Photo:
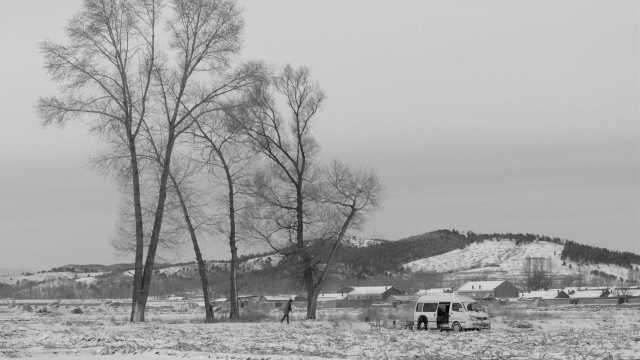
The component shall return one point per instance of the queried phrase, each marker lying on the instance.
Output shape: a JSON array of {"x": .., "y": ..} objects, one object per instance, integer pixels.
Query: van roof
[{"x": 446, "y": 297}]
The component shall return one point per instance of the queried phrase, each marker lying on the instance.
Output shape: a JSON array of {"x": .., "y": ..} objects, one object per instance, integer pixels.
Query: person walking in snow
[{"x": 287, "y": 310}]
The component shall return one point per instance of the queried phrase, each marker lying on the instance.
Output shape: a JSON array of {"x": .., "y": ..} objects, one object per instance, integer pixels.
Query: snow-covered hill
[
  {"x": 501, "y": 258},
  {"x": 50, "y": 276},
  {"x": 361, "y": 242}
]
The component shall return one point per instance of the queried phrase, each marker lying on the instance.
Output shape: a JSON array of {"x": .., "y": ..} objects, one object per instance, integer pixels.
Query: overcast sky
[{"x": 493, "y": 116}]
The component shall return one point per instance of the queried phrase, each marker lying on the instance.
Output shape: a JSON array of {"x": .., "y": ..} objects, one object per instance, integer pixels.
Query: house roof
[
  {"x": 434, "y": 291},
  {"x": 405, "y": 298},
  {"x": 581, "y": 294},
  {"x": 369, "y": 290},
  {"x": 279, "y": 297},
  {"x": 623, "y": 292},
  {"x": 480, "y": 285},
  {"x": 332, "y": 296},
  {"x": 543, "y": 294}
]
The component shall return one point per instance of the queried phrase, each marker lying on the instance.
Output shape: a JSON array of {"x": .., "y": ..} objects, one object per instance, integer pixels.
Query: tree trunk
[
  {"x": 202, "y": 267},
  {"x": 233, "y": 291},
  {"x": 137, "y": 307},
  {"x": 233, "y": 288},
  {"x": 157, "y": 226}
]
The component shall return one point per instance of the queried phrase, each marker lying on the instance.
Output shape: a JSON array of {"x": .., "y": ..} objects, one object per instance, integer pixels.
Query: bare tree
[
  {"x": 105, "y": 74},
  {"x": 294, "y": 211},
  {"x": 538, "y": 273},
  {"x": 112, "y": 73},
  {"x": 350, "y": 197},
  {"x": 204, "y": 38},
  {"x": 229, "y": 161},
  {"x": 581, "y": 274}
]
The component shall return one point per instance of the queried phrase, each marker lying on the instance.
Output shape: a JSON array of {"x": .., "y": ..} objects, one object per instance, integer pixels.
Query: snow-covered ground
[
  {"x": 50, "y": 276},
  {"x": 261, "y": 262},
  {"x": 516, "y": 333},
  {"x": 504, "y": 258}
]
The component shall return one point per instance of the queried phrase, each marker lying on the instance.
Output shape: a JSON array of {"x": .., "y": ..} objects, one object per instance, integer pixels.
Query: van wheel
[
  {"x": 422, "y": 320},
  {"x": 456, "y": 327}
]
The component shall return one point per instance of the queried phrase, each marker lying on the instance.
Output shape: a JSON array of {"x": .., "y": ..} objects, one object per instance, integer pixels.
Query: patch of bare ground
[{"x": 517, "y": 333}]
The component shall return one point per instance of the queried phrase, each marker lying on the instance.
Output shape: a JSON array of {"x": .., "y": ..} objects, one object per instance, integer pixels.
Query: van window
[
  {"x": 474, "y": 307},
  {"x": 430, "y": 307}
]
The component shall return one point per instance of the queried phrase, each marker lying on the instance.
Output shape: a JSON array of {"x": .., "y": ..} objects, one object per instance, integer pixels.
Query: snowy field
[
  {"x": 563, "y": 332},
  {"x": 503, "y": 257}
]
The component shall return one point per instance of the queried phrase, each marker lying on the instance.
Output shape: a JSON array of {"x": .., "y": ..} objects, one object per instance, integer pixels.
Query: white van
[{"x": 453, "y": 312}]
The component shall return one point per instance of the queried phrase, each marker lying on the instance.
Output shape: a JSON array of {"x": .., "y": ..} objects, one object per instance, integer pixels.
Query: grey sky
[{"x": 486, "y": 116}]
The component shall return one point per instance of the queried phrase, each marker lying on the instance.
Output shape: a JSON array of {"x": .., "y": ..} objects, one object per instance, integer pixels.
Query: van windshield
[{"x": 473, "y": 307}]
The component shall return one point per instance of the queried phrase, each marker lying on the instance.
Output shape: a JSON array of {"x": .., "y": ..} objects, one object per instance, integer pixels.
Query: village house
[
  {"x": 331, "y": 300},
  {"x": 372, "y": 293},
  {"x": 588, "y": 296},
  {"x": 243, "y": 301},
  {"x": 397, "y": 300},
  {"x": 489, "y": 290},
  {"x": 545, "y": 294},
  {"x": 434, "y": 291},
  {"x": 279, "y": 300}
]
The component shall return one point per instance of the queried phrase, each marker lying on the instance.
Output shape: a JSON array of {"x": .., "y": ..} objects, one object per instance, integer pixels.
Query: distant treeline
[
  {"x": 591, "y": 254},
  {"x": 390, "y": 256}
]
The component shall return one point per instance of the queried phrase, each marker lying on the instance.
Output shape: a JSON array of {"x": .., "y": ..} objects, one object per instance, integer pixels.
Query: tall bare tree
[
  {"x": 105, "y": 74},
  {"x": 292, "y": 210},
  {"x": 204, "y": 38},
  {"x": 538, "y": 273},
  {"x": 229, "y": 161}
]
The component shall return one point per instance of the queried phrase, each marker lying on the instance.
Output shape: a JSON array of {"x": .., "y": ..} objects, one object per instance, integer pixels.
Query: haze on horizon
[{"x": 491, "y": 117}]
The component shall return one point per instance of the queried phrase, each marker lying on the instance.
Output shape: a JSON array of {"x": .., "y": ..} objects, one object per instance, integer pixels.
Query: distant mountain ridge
++++++
_PROBLEM:_
Without the pictures, repeat the listing above exactly.

_REPLY TO THE EXERCISE:_
Photo:
The component shall return one point per instance of the queried phrase, each marker lying on the instance.
Output shape: a JSON array of {"x": .., "y": ..} objects, one object per instance, integer pixels.
Query: van roof
[{"x": 446, "y": 297}]
The component shall return one point per instance of the queried phrase, each marker lying on the instance.
Output shape: a JSON array of {"x": .., "y": ..} objects, one object per instance, integer pixels.
Query: person walking in snow
[{"x": 287, "y": 310}]
The component shall return one point per instance of the queried phrase, each marker lying on the instance.
Output shape: a JSON array of {"x": .., "y": ..} objects, one object per instance, integer pixels.
Query: snow-covered hill
[
  {"x": 501, "y": 258},
  {"x": 50, "y": 276},
  {"x": 361, "y": 242}
]
The component shall return one point per instance of the queried phrase, each marker lying on the instance.
Output shape: a JSON array of {"x": .., "y": ..} objects, one object per instance, integer pixels.
Query: overcast sky
[{"x": 493, "y": 116}]
The component shall return one point per instance of the queried phrase, each marker lying on the instance.
Output shape: a JSON array of {"x": .., "y": ..} objects, one object per instance, integer pixels.
Query: house roof
[
  {"x": 434, "y": 291},
  {"x": 405, "y": 298},
  {"x": 581, "y": 294},
  {"x": 369, "y": 290},
  {"x": 279, "y": 297},
  {"x": 623, "y": 292},
  {"x": 480, "y": 285},
  {"x": 332, "y": 296},
  {"x": 543, "y": 294}
]
The component shall return one point per instance of the queried phrase, each marker lying on the instance.
Output shape: a JSON array of {"x": .., "y": ..} objects, one object per instance, integer pixels.
Query: tree trunk
[
  {"x": 202, "y": 267},
  {"x": 233, "y": 291},
  {"x": 137, "y": 307},
  {"x": 233, "y": 288},
  {"x": 157, "y": 226}
]
The component shall return one point per instance of the queried phrase, each marker lying on the instance.
Output shape: a JSON array of {"x": .., "y": ..} objects, one object per instance, integer pixels.
Query: bare tree
[
  {"x": 105, "y": 74},
  {"x": 294, "y": 211},
  {"x": 538, "y": 273},
  {"x": 112, "y": 73},
  {"x": 350, "y": 197},
  {"x": 204, "y": 38},
  {"x": 229, "y": 161},
  {"x": 581, "y": 274}
]
The component shall return one point per instance of the queried phrase, each marker lying on the instance.
Output shape: a JSON array of {"x": .., "y": ..} objects, one object per instance, integer pixels.
Query: snow-covered ground
[
  {"x": 50, "y": 276},
  {"x": 261, "y": 262},
  {"x": 516, "y": 333},
  {"x": 504, "y": 258}
]
The component shall return one point per instance of the queried phrase, each marker lying on the instance.
Output shape: a JSON array of {"x": .., "y": ..} objects, one object per instance, integer pixels.
Query: van wheel
[
  {"x": 422, "y": 320},
  {"x": 456, "y": 327}
]
The component shall return one point per instance of the queried phrase, each marker lying on the instance.
Output shape: a JSON array of {"x": .., "y": ..} objects, one object per instance, integer pixels.
Query: patch of bare ground
[{"x": 517, "y": 333}]
The component shall return one point per instance of the queried phrase, each marker lying on the instance.
Output shape: a JSON array of {"x": .., "y": ..} objects, one object per instance, integer pixels.
Query: van window
[
  {"x": 474, "y": 307},
  {"x": 430, "y": 307}
]
The component shall return one point per instance of the queried phrase, each marker lying on the instance.
Output shape: a JSON array of {"x": .., "y": ..} objects, one object per instance, integer pixels.
Query: snowy field
[
  {"x": 563, "y": 332},
  {"x": 503, "y": 257}
]
The component shall return one point per instance of the queried phrase, each marker lying on the instance.
Output shape: a JSON array of {"x": .., "y": ..} objects, one object per instance, integer pixels.
Query: white van
[{"x": 453, "y": 312}]
The component shall return one point per instance of the queried phrase, each marker lying on the instance.
Output shape: a JSON array of {"x": .., "y": ..} objects, one object per instance, integer pixels.
Query: grey sky
[{"x": 486, "y": 116}]
The component shall return one point per instance of the queried phrase, each marker lying on the instance.
Output shape: a JSON array of {"x": .., "y": ..} objects, one object per instance, integer pixels.
Query: van windshield
[{"x": 473, "y": 307}]
The component shall return one point per instance of the queried phrase, each marker lying on the instance.
Output shape: a JSON array of {"x": .., "y": ..} objects, one object per instance, integer pixels.
Query: village house
[
  {"x": 331, "y": 300},
  {"x": 372, "y": 293},
  {"x": 588, "y": 296},
  {"x": 243, "y": 301},
  {"x": 397, "y": 300},
  {"x": 489, "y": 290},
  {"x": 545, "y": 294},
  {"x": 434, "y": 291},
  {"x": 279, "y": 300}
]
The component shall return one point per instance of the queried phrase, each marker lying on the instance.
Output shape: a JSON array of {"x": .., "y": ..} objects, one object per instance, integer pixels.
Query: distant treeline
[
  {"x": 591, "y": 254},
  {"x": 390, "y": 256}
]
The component shall return one point per instance of the queried phrase, each marker lying on the instance.
Output shape: a JSON array of {"x": .., "y": ..} objects, one object per instance, integer pixels.
Query: tall bare tree
[
  {"x": 105, "y": 74},
  {"x": 292, "y": 210},
  {"x": 204, "y": 38},
  {"x": 538, "y": 273},
  {"x": 229, "y": 161}
]
The component shall return one point per instance of the queried phrase, each marker lying on the instance.
Output shape: a JSON array of {"x": .., "y": ..} objects, one object per instance, integer pixels.
Query: haze on horizon
[{"x": 491, "y": 117}]
The component shall return one point per instance of the queried phrase, each marker lying on the instance.
Output shape: a JSON array of {"x": .., "y": ..} objects, one object per instance, integer pixels.
Query: distant mountain ridge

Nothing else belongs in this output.